BEGIN SUPPLIED RECORDS

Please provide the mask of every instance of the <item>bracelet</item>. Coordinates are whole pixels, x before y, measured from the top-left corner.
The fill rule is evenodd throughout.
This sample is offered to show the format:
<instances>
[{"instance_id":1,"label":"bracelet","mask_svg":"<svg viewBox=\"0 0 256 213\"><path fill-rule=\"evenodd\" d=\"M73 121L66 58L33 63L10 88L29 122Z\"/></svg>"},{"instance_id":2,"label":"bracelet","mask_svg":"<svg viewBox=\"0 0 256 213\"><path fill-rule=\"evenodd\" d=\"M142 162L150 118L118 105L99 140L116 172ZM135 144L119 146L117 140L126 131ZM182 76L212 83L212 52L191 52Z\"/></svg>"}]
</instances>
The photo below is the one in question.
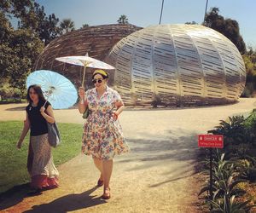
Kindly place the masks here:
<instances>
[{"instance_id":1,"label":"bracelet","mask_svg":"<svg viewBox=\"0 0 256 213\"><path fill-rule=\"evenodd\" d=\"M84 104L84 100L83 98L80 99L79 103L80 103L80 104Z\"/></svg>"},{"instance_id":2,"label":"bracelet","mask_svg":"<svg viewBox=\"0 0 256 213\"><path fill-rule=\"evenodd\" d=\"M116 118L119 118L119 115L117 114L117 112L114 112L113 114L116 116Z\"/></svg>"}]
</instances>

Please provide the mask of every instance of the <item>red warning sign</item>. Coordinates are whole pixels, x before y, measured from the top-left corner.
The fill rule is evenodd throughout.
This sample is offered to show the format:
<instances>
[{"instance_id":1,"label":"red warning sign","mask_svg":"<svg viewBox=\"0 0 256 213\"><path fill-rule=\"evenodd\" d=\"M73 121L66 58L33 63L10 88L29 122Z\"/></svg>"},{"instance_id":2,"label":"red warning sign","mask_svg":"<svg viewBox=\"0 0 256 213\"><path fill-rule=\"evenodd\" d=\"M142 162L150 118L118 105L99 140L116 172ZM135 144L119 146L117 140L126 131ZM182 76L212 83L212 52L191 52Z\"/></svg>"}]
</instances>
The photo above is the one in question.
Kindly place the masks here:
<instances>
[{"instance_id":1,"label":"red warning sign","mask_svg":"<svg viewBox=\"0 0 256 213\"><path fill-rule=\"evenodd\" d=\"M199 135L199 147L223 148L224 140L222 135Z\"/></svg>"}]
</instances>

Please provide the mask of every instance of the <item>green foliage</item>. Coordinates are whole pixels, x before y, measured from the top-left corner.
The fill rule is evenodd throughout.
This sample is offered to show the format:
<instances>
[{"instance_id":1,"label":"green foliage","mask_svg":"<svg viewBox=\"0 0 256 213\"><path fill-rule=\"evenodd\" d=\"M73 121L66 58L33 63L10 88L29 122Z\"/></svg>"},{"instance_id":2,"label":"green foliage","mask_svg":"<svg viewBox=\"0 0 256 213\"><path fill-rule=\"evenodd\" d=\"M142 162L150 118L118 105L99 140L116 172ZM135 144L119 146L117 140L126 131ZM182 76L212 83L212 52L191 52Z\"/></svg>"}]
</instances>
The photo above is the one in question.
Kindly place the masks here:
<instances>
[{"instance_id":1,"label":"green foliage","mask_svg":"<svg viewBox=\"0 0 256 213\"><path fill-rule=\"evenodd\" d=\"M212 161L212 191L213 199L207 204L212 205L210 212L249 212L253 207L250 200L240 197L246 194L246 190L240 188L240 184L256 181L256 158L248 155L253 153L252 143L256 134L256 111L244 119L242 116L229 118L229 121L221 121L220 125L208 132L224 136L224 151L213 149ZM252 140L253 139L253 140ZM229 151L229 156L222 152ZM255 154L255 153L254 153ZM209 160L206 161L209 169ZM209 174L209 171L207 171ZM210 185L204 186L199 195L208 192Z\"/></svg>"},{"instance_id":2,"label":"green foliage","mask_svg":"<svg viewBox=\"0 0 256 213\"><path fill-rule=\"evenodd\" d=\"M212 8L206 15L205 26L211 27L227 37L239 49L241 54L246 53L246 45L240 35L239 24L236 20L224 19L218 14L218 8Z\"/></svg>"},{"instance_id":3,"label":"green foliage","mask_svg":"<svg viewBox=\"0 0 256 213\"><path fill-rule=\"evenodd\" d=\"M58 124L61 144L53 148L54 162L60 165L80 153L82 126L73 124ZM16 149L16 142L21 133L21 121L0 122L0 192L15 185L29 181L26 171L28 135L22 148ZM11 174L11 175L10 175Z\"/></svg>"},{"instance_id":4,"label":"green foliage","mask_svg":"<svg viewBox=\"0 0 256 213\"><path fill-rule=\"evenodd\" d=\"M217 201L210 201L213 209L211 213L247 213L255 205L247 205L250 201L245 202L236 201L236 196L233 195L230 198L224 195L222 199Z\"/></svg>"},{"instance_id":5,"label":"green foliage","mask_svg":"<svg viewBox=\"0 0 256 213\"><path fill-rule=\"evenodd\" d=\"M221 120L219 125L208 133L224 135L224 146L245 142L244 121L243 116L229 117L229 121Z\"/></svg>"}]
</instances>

END SUPPLIED RECORDS

Return all of the entries exactly as written, but drop any pictures they hold.

*ANSWER FOR THIS EXERCISE:*
Please provide the mask of every instance of the <item>bracelet</item>. Coordinates are whole pixels, x before y, measured from the top-left corner.
The fill rule is evenodd throughout.
This sample is offered to show the format:
<instances>
[{"instance_id":1,"label":"bracelet","mask_svg":"<svg viewBox=\"0 0 256 213\"><path fill-rule=\"evenodd\" d=\"M73 121L66 58L33 63L10 88L29 122Z\"/></svg>"},{"instance_id":2,"label":"bracelet","mask_svg":"<svg viewBox=\"0 0 256 213\"><path fill-rule=\"evenodd\" d=\"M142 162L150 118L118 105L99 140L116 172ZM135 144L119 146L117 140L126 131ZM182 76L212 83L212 52L191 52Z\"/></svg>"}]
</instances>
The photo below is the one in question.
Kindly place the masks here:
<instances>
[{"instance_id":1,"label":"bracelet","mask_svg":"<svg viewBox=\"0 0 256 213\"><path fill-rule=\"evenodd\" d=\"M84 104L84 100L83 98L80 99L79 103L80 103L80 104Z\"/></svg>"},{"instance_id":2,"label":"bracelet","mask_svg":"<svg viewBox=\"0 0 256 213\"><path fill-rule=\"evenodd\" d=\"M116 118L119 118L119 115L117 114L117 112L114 112L113 114L116 116Z\"/></svg>"}]
</instances>

Please provide the mask of every instance of the <item>red warning sign</item>. Coordinates are whole pixels, x before y, measured from the top-left corner.
The fill rule is evenodd throughout.
This sample is offered to show the format:
<instances>
[{"instance_id":1,"label":"red warning sign","mask_svg":"<svg viewBox=\"0 0 256 213\"><path fill-rule=\"evenodd\" d=\"M73 121L66 58L33 63L10 88L29 122Z\"/></svg>"},{"instance_id":2,"label":"red warning sign","mask_svg":"<svg viewBox=\"0 0 256 213\"><path fill-rule=\"evenodd\" d=\"M142 162L150 118L118 105L99 140L116 172ZM135 144L119 146L117 140L126 131ZM182 76L212 83L212 52L191 52Z\"/></svg>"}]
</instances>
The photo above is the one in question.
Kindly place the masks here:
<instances>
[{"instance_id":1,"label":"red warning sign","mask_svg":"<svg viewBox=\"0 0 256 213\"><path fill-rule=\"evenodd\" d=\"M199 135L199 147L223 148L224 140L222 135Z\"/></svg>"}]
</instances>

Please provide the mask of every instance of the <item>green foliage</item>. Coordinates are whole pixels, x before y, measured from the top-left corner.
The fill rule is evenodd throughout.
This sample is offered to show the format:
<instances>
[{"instance_id":1,"label":"green foliage","mask_svg":"<svg viewBox=\"0 0 256 213\"><path fill-rule=\"evenodd\" d=\"M73 121L66 58L33 63L10 88L29 122Z\"/></svg>"},{"instance_id":2,"label":"green foliage","mask_svg":"<svg viewBox=\"0 0 256 213\"><path fill-rule=\"evenodd\" d=\"M142 162L150 118L118 105L99 140L116 172ZM135 144L119 146L117 140L126 131ZM182 76L212 83L212 52L191 52Z\"/></svg>"}]
</instances>
The photo above is the one in question.
Kindly place the masks here:
<instances>
[{"instance_id":1,"label":"green foliage","mask_svg":"<svg viewBox=\"0 0 256 213\"><path fill-rule=\"evenodd\" d=\"M212 161L212 191L213 199L207 204L212 205L210 212L249 212L253 207L250 200L240 197L246 194L246 190L240 188L240 184L256 181L256 158L248 155L253 153L252 143L256 134L256 111L244 119L242 116L229 118L229 121L221 121L220 125L208 132L224 136L224 151L213 149ZM252 140L253 139L253 140ZM229 151L229 156L222 152ZM255 154L255 153L254 153ZM209 160L206 161L209 169ZM209 174L209 171L207 171ZM210 185L204 186L199 195L208 192Z\"/></svg>"},{"instance_id":2,"label":"green foliage","mask_svg":"<svg viewBox=\"0 0 256 213\"><path fill-rule=\"evenodd\" d=\"M212 8L206 15L205 26L211 27L227 37L239 49L241 54L246 53L246 45L240 35L239 24L236 20L224 19L218 14L218 8Z\"/></svg>"},{"instance_id":3,"label":"green foliage","mask_svg":"<svg viewBox=\"0 0 256 213\"><path fill-rule=\"evenodd\" d=\"M58 124L61 144L53 148L54 162L60 165L80 153L82 126L73 124ZM16 149L16 142L21 133L21 121L0 122L0 192L15 185L29 181L26 171L28 135L22 148ZM11 174L11 175L10 175Z\"/></svg>"},{"instance_id":4,"label":"green foliage","mask_svg":"<svg viewBox=\"0 0 256 213\"><path fill-rule=\"evenodd\" d=\"M217 201L210 201L213 209L211 213L247 213L255 205L247 205L250 201L245 202L236 201L236 196L233 195L230 198L224 195L222 199Z\"/></svg>"},{"instance_id":5,"label":"green foliage","mask_svg":"<svg viewBox=\"0 0 256 213\"><path fill-rule=\"evenodd\" d=\"M221 120L219 125L208 133L224 135L224 146L245 142L244 121L243 116L229 117L229 121Z\"/></svg>"}]
</instances>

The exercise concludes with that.